Given request: Convert the records below into a two-column CSV with the columns "prompt" and "points". Give one row per record, with the record's text and its answer each in a single quoted field, line breaks replaced by spaces, and the pictures left out.

(Image point annotation entries)
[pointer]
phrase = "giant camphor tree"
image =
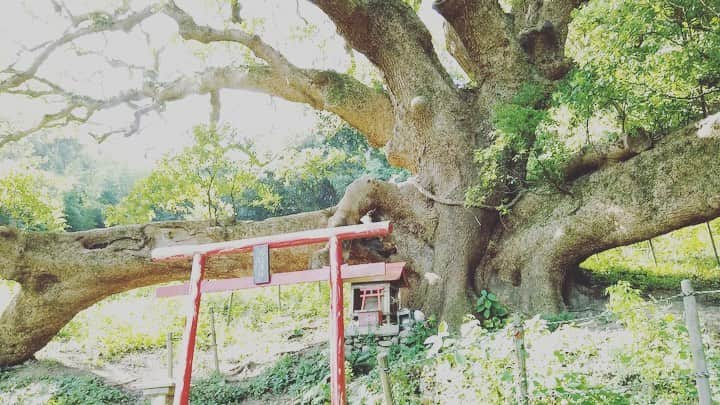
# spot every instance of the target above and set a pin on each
(486, 208)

The response:
prompt,points
"[pointer] phrase = ""giant camphor tree"" image = # spot every instance of the target above and set a pin on each","(486, 208)"